» **Try it**
From the account of live CD downloads below, duplicate the passage starting at "Slackware didn't do" and ending at "(not RW) disk.", word for word.

Only a pipe-dream, right? Then, during my dual boot experiments, I ran into something that comes pretty darn close. The SimplyMEPIS 3.3 CD. For that project, I installed MEPIS to a hard drive three times. But I also decided to see what I could do from just the live CD. So I pulled my primary master, installed an empty FAT32 hard drive as the secondary master, and let the CD boot. Then, I started Firefox and tried some downloads:

minislack-0.4.iso 411,777,024 04-02-05 10:06a

yos-i686-2.1.0-4.iso 726,634,496 04-02-05 8:22p

dynebolic-1.4.1.iso 614,039,552 04-02-05 10:40p

puppy-1.0.0alpha2-firefox-multisession.iso 61,241,344 04-02-05 11:47p

Slackware didn't do well in my dual-boot tests. Minislack is a smaller, possibly more newbie-friendly version, so in fairness I thought I'd give it a try. That morning, I couldn't get a decent transfer speed, but I let the first download run anyway, to see if it would complete OK (which it did). Then, I shut everything down and did other stuff for the rest of the day. In the evening, the other downloads went better. Yos is Yoper (Your Operating System), an Australian distribution. I downloaded their previous version last year, but didn't do anything much with it. I'd never heard of dynebolic before, but something about the name caught my fancy. And puppy is a "complete" mini-system that can supposedly save its user settings to multiple sessions on its boot CD-R (not RW) disk.

Text-to-region grounding data:
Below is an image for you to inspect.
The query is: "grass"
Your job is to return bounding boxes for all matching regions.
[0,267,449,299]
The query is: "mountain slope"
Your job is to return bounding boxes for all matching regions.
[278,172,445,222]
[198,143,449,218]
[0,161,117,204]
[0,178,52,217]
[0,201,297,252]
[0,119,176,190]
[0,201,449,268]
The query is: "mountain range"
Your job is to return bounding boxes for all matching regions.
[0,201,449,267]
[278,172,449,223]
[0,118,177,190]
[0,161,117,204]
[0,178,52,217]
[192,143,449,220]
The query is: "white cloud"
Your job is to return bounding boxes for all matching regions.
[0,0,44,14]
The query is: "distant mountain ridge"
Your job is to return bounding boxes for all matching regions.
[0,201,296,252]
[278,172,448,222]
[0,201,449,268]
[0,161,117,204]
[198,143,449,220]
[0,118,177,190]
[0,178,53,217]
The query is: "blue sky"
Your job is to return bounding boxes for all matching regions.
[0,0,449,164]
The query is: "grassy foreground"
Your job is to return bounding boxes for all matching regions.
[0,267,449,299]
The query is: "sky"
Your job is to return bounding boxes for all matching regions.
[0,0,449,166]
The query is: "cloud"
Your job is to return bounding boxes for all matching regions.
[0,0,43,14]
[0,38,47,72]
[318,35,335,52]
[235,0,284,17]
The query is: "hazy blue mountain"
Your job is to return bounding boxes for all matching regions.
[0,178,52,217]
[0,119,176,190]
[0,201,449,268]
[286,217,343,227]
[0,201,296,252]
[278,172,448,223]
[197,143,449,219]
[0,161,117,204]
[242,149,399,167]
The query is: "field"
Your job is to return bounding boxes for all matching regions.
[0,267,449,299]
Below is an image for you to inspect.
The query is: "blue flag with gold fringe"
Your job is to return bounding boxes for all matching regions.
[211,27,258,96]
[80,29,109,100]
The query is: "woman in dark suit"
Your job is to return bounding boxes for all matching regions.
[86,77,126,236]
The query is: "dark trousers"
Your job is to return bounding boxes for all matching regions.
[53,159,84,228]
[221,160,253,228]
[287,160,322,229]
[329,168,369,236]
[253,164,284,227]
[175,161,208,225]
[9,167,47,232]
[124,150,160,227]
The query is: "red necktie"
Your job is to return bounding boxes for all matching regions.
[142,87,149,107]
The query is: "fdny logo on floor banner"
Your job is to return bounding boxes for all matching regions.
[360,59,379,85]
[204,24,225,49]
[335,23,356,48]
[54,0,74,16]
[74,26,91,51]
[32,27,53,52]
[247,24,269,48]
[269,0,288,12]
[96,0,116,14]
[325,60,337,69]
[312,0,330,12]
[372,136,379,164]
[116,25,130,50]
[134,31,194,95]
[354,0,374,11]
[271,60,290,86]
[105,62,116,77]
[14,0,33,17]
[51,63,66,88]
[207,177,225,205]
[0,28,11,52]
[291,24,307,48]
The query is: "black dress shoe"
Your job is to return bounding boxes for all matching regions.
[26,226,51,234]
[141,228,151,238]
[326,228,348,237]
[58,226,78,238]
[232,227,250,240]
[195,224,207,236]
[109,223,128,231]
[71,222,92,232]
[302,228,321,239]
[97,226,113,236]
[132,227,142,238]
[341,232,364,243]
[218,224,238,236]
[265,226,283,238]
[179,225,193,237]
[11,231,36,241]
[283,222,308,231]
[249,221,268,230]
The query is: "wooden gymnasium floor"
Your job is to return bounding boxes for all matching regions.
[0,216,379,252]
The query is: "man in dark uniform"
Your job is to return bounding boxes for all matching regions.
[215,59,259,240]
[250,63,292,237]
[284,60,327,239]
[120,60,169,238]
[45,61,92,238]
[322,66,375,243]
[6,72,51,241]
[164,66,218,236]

» **Reply to the task**
Slackware didn't do well in my dual-boot tests. Minislack is a smaller, possibly more newbie-friendly version, so in fairness I thought I'd give it a try. That morning, I couldn't get a decent transfer speed, but I let the first download run anyway, to see if it would complete OK (which it did). Then, I shut everything down and did other stuff for the rest of the day. In the evening, the other downloads went better. Yos is Yoper (Your Operating System), an Australian distribution. I downloaded their previous version last year, but didn't do anything much with it. I'd never heard of dynebolic before, but something about the name caught my fancy. And puppy is a "complete" mini-system that can supposedly save its user settings to multiple sessions on its boot CD-R (not RW) disk.